Start of Page excerpt

The Breathtaking Photography Project Inspired By A Jewish Town
“Emotional Residue” is the idea that emotions leave traces in the physical environment, which can later be sensed by other people. In this way, some places are thought to become sacred or malevolent, happy or etched with sorrow. A variant of emotional residue, more palatable for the skeptics, is Meaningful Residue; wherein, the emotional imprint of a particular place is contingent on knowing its story – which then directs one’s emotional experience.
Personally, I believe in emotional residue – meaningful or otherwise – and I bring up it up because there is a town in Poland that has one of the strongest emotional imprints I have ever come across; one that is both full of anguish and beautifully sweet. That town is Kazimierz and the emotional residue I speak of has been captured in the photographic work of Richard Tuschman.
Kazimierz was once an island, situated in the middle of the Vistula river, south of Krakow. It was called different things, but in 1335, King Casimir III (1310 – 1370) – also known as The Great – called it Kazimierz, after himself. He thought it would be a fine spot for a university, which he envisaged would bring glory to Poland. Jagiellonian University, as it came to be known, did indeed bring glory to Poland – with the likes of Copernicus etc. – but not from Kazimierz. Rather, in 1399 King Vladislaus Jagiello (c1352 – 1434) began building the university within the walls of Krakow’s Old Town; in an area that was populated by Krakow’s Jews, who were encouraged to leave as the university expanded.
In 1495, amid growing religious intolerance and mercantile jealousy – and fire having destroyed much of the Jewish quarter the previous year – the Jews were officially expelled from Krakow proper and forced to relocate to nearby Kazimierz.
It was poetic that Jews came to live in a town called Kazimierz; for its namesake, Casimir the Great, was considered a great friend of the Jews – granting them unprecedented rights and protection; which, unfortunately, his successors did not always uphold. Also, popular legend has it that Casimir was madly in love with a nice Jewish girl called Esther, the daughter of a poor tailor. It was a profound love – tender and enduring; remnants of which remain in the names of streets and monuments in Krakow.
The re-settlement in Kazimierz came on the eve of the Golden Age of Polish Jewry, which lasted well into the 17th century; and, though unique, was part of the intellectual flowering experienced by both Poland and Europe as a whole. Central to the Jewish Golden Age was the Yeshiva system, which fostered the maturation of Talmudic scholarship. Kazimierz, the site of Poland’s first Yeshiva, set up by Rabbi Ya’akov Pollak c1509, was, for a time, the cultural and spiritual center for Jewish life in Poland.
The part of Kazimierz settled by Jews came to be known as Oppidum Judaeorum, or Jewish Town. Although only 1/5 of the total area of Kazimierz, its Jewish residents came to make up nearly ½ of its total population and, nowadays, is the area typically associated with the name Kazimierz. Walls around Jewish Town were built in 1553 and expanded in 1608, at the request of the Jewish Kahal (Community Council) – whose further request to make the town Christian-free was granted in 1568. Within those walls a remarkable community flourished and declined and was ultimately destroyed; a community steeped in tradition and renowned for its religious devotion.

End of Page excerpt
Start of Stored data

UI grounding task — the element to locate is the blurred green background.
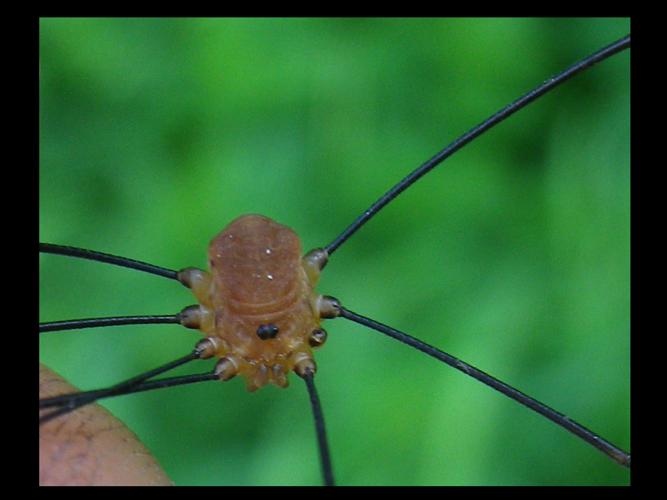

End of Stored data

| Your objective |
Can you update the Kazimierz passage, giving it again starting with "The part of" and going on through "its religious devotion.", with "Kahal" changed to "Qahal"?

| Solution to this exercise |
The part of Kazimierz settled by Jews came to be known as Oppidum Judaeorum, or Jewish Town. Although only 1/5 of the total area of Kazimierz, its Jewish residents came to make up nearly ½ of its total population and, nowadays, is the area typically associated with the name Kazimierz. Walls around Jewish Town were built in 1553 and expanded in 1608, at the request of the Jewish Qahal (Community Council) – whose further request to make the town Christian-free was granted in 1568. Within those walls a remarkable community flourished and declined and was ultimately destroyed; a community steeped in tradition and renowned for its religious devotion.